◆ Tasks to perform:
a - Please answer these questions using the VoxBot article:
(i) What does VoxBot check before it recommends anything?
(ii) What hardware does the model run on?
(iii) By what percentage does reducing the model to 4 bits typically lower its benchmark performance?
b - Retype the passage of the VoxBot article starting with "VoxGaming's VoxBot does" and going on through "on consumer hardware.".

Most AI recommendation systems are confident and wrong. You ask for a game suggestion and get something you already own, or something completely mismatched to your taste, delivered with absolute certainty.
VoxGaming's VoxBot does something smarter: it checks what you actually own before recommending anything. Sounds obvious. Turns out it required building a custom architecture from scratch.
The technical approach
The team's detailed writeup walks through their stack: Llama 3.3 70B quantised to 4-bit, running on a single RTX 4090. Not cloud inference. Not an API call to OpenAI. A 70-billion parameter model running locally, fast enough to feel interactive.
The quantisation is doing heavy lifting here. Full-precision 70B models need multiple high-end GPUs and massive VRAM. Quantising to 4-bit compresses the model dramatically - each parameter uses 4 bits instead of 16 or 32. You lose some accuracy, but gain the ability to run locally on consumer hardware.
For context: 4-bit quantisation typically degrades performance by 2-5% on benchmarks, but makes the model 4-8x smaller in memory. The tradeoff matters less for conversational tasks than for precise mathematical reasoning. A gaming advisor can afford to be slightly less precise if it means running locally with low latency.

◆ Data records:
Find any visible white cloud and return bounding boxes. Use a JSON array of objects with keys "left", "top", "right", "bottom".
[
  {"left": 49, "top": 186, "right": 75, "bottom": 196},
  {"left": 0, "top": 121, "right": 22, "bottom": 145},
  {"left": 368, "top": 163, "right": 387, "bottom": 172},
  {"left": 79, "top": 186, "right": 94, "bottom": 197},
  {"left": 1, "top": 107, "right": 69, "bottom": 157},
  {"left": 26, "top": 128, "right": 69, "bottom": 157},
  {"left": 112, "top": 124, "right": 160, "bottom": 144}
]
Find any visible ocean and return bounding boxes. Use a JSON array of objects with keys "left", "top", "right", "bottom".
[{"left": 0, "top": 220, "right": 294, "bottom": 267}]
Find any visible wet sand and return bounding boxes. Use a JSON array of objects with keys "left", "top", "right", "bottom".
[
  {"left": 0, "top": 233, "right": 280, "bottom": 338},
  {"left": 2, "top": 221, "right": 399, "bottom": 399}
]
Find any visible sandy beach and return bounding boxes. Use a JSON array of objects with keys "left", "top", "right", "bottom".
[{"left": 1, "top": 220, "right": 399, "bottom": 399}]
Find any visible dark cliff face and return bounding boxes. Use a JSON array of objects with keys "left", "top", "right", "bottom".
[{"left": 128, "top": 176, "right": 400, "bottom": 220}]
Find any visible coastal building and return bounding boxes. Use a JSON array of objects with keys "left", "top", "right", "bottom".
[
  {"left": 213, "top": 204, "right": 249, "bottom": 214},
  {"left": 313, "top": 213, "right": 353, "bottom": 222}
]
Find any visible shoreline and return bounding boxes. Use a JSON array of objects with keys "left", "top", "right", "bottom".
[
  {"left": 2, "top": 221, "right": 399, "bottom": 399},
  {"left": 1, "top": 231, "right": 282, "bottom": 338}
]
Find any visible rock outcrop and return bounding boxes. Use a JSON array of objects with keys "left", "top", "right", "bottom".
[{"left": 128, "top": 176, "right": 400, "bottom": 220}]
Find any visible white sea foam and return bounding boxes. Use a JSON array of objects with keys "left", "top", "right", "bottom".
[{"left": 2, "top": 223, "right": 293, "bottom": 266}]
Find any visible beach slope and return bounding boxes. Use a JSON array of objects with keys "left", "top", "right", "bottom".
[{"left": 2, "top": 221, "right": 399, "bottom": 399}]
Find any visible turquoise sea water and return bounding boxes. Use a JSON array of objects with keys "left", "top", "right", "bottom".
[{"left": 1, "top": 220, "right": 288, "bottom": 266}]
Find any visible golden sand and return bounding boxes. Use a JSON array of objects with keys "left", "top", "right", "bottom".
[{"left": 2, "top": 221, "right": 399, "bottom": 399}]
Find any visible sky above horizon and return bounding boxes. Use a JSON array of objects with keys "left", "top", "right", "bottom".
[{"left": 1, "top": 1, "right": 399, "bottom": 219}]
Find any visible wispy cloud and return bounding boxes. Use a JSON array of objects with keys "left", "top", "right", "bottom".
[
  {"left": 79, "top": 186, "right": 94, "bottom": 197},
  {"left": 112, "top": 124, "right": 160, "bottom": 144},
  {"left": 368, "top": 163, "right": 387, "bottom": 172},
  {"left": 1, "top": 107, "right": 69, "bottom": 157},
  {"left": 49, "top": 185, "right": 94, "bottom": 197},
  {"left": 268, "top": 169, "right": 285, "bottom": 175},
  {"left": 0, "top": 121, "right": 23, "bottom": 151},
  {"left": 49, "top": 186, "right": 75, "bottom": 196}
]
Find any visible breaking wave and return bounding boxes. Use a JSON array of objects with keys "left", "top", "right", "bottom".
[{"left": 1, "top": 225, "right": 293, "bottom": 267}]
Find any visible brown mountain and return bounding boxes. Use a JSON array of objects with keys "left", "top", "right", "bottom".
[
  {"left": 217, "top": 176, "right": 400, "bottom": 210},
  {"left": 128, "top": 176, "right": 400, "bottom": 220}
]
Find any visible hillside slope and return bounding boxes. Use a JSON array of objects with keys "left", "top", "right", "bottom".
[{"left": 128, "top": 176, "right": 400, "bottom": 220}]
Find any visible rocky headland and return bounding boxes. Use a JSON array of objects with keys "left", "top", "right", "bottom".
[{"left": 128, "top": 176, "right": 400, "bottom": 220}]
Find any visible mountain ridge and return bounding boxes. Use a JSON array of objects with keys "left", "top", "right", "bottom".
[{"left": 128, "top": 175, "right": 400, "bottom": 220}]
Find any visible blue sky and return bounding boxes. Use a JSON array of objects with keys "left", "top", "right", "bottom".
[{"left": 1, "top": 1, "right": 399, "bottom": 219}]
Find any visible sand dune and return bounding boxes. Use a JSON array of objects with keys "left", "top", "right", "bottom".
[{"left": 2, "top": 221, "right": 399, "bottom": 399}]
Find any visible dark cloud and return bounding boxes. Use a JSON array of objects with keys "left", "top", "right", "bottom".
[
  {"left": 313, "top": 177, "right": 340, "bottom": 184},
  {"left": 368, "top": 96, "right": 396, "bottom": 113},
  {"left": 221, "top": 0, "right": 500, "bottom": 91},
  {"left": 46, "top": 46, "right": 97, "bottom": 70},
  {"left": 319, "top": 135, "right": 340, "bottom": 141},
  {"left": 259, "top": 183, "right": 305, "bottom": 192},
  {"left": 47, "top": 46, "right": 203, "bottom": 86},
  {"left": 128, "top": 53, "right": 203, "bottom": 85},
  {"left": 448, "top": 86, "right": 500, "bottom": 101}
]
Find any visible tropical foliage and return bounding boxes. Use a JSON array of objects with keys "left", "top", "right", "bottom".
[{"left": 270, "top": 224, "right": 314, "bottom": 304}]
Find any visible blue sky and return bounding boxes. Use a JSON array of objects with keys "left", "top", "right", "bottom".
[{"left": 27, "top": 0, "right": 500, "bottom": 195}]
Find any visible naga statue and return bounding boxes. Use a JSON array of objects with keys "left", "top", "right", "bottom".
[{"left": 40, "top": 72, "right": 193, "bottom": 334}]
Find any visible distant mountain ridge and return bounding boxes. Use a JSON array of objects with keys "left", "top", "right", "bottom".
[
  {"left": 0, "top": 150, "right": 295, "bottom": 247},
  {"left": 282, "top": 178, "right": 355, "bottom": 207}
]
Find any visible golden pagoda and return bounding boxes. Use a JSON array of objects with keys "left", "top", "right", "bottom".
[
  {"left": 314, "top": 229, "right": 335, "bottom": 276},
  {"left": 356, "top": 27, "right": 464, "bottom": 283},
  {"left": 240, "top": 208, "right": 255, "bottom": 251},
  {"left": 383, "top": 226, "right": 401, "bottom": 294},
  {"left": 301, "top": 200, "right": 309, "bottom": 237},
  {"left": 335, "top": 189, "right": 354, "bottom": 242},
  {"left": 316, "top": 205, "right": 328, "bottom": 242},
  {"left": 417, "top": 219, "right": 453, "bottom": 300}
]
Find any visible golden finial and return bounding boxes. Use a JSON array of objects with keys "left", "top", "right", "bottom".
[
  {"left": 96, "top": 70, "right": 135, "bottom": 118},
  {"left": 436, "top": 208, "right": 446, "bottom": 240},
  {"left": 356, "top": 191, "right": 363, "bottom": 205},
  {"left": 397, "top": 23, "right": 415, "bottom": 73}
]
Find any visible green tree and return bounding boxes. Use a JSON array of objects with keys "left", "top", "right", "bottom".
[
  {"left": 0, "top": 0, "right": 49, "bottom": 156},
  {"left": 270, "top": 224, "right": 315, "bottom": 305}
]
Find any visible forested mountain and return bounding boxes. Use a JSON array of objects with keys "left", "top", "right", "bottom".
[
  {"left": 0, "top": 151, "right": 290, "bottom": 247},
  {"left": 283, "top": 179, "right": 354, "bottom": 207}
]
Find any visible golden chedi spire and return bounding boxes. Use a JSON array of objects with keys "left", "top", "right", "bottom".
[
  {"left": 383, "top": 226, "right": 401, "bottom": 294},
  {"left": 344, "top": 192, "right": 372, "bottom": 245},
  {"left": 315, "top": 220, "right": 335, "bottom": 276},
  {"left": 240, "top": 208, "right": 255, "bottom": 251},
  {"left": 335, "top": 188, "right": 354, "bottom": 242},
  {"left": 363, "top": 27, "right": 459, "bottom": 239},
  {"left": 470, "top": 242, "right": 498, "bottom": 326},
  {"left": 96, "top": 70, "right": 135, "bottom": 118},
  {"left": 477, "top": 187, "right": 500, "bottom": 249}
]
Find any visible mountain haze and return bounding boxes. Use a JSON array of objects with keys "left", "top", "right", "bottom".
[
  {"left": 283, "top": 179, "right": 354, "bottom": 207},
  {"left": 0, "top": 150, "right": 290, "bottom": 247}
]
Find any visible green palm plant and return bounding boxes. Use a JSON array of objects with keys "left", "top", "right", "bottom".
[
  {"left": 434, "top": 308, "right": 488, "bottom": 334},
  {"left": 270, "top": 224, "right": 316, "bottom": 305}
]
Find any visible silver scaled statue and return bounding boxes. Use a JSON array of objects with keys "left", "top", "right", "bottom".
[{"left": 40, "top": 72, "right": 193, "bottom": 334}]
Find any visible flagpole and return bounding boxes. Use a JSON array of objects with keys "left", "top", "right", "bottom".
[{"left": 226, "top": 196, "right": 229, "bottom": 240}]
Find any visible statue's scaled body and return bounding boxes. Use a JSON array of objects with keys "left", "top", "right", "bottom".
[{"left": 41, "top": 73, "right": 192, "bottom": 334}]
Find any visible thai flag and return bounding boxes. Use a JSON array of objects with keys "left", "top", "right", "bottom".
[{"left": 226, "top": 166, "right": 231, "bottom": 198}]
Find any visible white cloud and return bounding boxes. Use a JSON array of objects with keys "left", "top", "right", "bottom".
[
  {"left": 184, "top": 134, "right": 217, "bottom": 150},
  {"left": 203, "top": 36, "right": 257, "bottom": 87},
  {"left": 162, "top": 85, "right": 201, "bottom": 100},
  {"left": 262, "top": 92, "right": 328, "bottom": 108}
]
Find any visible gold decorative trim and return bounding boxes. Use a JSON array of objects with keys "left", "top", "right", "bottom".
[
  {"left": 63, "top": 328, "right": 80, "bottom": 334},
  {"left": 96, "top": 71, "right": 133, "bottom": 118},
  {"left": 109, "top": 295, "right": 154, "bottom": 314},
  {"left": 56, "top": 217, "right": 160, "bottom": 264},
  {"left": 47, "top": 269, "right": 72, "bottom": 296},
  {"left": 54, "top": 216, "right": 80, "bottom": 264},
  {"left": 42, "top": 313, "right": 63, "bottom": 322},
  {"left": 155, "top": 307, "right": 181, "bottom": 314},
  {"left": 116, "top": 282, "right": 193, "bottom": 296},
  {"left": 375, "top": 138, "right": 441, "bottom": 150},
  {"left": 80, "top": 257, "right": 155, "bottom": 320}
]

◆ Solutions for each task:
a -
(i) What you actually own.
(ii) A single RTX 4090.
(iii) By 2-5%.

b -
VoxGaming's VoxBot does something smarter: it checks what you actually own before recommending anything. Sounds obvious. Turns out it required building a custom architecture from scratch.
The technical approach
The team's detailed writeup walks through their stack: Llama 3.3 70B quantised to 4-bit, running on a single RTX 4090. Not cloud inference. Not an API call to OpenAI. A 70-billion parameter model running locally, fast enough to feel interactive.
The quantisation is doing heavy lifting here. Full-precision 70B models need multiple high-end GPUs and massive VRAM. Quantising to 4-bit compresses the model dramatically - each parameter uses 4 bits instead of 16 or 32. You lose some accuracy, but gain the ability to run locally on consumer hardware.